### [DATASET ENTRIES]
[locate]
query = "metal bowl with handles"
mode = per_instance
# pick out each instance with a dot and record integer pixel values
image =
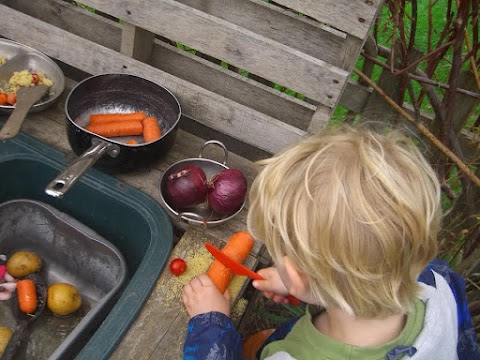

### [AIM OF THE TASK]
Full copy, no pictures: write out each line of the data exactly as it stands.

### [ANSWER TO THE EXERCISE]
[locate]
query = "metal bowl with handles"
mode = per_instance
# pick out each instance with a dot and record integer pixel values
image =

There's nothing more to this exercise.